--- Given entries ---

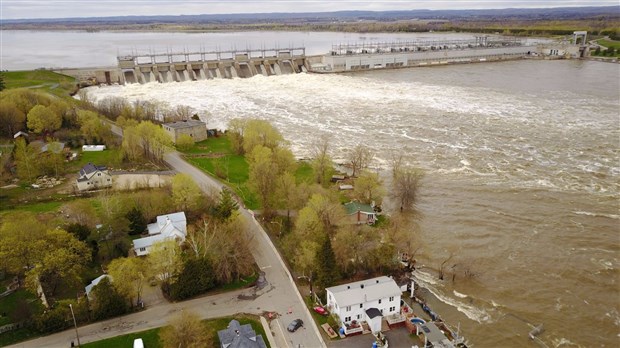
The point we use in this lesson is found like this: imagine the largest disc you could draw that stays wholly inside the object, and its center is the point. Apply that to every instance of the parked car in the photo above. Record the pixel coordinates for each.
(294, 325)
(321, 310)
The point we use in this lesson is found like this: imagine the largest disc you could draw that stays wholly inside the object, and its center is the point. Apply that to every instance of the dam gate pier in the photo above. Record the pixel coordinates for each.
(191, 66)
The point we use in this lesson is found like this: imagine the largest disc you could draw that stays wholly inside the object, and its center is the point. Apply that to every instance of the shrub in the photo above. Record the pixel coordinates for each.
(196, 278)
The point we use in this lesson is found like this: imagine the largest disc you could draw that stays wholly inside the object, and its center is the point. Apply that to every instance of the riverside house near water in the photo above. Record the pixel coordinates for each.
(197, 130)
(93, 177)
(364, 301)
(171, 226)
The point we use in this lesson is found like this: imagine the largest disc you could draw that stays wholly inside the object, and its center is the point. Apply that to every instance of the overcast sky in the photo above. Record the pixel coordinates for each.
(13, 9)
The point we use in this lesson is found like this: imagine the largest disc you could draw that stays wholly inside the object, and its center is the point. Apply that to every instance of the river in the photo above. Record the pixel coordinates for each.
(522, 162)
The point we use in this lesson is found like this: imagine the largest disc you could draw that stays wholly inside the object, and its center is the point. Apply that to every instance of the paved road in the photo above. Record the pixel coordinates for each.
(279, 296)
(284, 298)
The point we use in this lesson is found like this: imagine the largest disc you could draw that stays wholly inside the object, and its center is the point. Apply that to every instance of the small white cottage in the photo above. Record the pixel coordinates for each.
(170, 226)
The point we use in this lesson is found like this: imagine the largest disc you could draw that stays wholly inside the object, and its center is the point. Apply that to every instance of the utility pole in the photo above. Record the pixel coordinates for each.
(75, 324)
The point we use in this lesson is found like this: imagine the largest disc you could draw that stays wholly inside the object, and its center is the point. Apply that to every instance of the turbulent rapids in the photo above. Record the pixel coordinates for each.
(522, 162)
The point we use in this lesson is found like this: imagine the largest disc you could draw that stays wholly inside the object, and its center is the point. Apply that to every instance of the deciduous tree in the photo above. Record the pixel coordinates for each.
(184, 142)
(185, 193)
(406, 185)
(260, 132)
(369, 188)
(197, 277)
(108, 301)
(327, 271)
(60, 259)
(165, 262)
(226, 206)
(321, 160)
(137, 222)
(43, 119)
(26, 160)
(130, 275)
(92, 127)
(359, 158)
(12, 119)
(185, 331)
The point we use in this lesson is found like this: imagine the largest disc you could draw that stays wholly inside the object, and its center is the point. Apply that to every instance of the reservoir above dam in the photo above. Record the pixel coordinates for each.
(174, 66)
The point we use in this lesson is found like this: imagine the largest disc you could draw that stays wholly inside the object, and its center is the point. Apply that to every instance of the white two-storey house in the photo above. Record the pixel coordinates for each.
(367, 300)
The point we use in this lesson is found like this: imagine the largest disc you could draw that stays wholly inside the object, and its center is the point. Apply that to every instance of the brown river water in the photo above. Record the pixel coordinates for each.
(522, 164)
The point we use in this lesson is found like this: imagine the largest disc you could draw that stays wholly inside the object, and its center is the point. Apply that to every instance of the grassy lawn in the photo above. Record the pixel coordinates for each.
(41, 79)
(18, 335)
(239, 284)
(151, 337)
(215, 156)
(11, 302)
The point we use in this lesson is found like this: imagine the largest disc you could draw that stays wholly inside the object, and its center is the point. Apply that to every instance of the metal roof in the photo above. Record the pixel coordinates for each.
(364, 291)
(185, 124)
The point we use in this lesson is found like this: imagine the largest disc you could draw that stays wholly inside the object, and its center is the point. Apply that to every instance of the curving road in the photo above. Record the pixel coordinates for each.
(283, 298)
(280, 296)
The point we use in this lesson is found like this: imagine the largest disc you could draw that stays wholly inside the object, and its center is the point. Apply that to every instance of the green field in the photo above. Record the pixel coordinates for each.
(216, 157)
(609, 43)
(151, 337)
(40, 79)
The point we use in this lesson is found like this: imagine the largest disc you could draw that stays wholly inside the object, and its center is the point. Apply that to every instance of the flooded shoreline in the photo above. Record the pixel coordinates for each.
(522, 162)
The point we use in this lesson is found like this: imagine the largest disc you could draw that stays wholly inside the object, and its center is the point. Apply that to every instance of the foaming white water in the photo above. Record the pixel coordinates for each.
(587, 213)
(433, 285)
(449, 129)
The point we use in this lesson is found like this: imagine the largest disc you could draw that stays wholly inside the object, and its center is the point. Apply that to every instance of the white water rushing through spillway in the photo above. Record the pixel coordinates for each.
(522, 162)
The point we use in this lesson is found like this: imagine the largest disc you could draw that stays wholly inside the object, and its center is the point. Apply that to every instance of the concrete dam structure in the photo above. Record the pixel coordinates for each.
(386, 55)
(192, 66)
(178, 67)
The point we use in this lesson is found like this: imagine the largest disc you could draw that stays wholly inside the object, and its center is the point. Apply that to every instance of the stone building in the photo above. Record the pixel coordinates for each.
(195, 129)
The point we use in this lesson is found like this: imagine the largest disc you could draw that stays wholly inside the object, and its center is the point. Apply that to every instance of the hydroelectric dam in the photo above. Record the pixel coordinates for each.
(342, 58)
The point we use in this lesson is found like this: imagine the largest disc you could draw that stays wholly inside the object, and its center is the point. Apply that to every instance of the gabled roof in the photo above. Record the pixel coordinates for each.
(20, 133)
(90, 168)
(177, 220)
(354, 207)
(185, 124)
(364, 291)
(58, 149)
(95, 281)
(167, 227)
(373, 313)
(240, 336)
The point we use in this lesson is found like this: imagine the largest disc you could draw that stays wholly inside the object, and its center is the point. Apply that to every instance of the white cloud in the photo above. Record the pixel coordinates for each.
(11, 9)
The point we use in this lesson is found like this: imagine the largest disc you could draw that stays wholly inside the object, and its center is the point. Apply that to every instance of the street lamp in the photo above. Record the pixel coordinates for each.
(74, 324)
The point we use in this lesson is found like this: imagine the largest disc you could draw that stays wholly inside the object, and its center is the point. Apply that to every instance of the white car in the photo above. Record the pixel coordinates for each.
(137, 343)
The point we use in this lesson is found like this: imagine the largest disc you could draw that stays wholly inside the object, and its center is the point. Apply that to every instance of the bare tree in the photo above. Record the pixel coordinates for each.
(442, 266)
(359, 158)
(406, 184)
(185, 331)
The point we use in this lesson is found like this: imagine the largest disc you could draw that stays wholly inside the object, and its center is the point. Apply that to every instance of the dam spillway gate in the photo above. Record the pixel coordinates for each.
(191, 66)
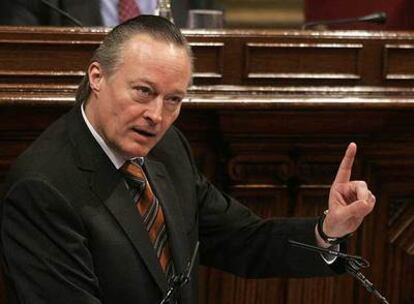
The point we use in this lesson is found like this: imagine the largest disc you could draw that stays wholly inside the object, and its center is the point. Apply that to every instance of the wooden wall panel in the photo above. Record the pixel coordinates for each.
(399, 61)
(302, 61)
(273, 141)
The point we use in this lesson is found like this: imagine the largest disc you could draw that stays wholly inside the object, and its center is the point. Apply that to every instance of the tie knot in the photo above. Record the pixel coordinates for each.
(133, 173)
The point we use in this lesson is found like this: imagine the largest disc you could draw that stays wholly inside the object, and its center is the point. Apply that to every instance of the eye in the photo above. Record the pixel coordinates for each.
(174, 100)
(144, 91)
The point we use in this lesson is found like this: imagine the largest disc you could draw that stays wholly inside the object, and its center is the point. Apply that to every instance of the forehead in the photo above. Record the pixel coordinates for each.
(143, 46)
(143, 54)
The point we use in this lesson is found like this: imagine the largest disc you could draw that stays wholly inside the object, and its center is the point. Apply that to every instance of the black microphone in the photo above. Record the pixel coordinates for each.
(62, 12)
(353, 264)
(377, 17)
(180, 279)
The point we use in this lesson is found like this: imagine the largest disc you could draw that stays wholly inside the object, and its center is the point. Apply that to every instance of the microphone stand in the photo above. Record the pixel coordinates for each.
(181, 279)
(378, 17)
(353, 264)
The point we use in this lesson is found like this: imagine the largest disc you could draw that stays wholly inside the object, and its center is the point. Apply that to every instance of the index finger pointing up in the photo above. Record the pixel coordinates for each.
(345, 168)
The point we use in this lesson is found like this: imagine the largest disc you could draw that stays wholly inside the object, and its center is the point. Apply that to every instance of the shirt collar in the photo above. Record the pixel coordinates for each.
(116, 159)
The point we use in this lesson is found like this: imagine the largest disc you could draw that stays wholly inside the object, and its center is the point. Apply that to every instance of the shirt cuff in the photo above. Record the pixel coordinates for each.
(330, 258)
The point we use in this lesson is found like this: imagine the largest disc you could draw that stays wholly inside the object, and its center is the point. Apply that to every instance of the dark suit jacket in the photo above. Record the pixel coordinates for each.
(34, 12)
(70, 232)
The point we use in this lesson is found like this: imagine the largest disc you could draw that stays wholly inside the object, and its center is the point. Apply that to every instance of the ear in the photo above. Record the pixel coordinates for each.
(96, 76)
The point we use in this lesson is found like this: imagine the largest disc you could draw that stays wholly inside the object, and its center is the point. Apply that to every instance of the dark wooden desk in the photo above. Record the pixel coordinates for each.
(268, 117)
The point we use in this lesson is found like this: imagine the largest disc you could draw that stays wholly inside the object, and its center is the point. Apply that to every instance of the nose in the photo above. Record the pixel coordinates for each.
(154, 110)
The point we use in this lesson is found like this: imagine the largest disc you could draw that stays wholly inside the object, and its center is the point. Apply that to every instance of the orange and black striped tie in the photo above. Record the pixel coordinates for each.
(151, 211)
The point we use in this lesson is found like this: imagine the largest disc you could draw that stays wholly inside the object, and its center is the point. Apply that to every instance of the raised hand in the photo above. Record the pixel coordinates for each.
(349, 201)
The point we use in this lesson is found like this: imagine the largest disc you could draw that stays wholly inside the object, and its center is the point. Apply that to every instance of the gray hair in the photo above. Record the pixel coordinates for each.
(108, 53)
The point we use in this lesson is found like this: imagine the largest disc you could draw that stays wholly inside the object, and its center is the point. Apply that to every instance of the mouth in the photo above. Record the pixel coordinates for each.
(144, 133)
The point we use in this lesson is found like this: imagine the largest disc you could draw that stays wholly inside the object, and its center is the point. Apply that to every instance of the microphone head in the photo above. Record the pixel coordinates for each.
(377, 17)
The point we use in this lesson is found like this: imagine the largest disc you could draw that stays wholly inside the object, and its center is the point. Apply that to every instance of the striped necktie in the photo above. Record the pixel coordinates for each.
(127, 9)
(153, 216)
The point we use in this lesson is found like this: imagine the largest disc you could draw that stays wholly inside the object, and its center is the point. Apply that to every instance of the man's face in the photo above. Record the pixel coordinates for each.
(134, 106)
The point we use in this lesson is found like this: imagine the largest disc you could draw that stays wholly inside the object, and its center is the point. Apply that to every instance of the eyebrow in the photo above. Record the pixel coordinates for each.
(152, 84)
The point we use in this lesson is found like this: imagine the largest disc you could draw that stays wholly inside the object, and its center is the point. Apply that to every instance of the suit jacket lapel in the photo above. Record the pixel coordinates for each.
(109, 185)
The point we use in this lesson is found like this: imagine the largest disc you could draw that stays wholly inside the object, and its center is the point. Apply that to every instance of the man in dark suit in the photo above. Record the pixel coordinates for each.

---

- **Task brief**
All lines from the line containing "of the eyebrow" through the end of the listing above are to be duplicated exactly; include both ends and nothing further.

- **Output for this exercise**
The point we use in this lesson is found like this: imagine the largest disc you could draw that stays wholly inside the object, and its center is the point. Apply that to every instance of the eyebrow in the photo above. Record the pixel coordinates for each.
(152, 84)
The point we use in this lesson is found like this: imagine the largest disc you could draw that stays wholly inside the object, and its center is the point. Apply that to every instance of the suit jacket lapel in the photo above. Record the pixel coordinates for each.
(109, 185)
The point we use in this lesson is found like this: imagine the largest disc you could draw that stays wholly inside the object, and its center is the point. Apply that to every instance of the man in dark suit in the photo above. Record the pixel coordinates for each.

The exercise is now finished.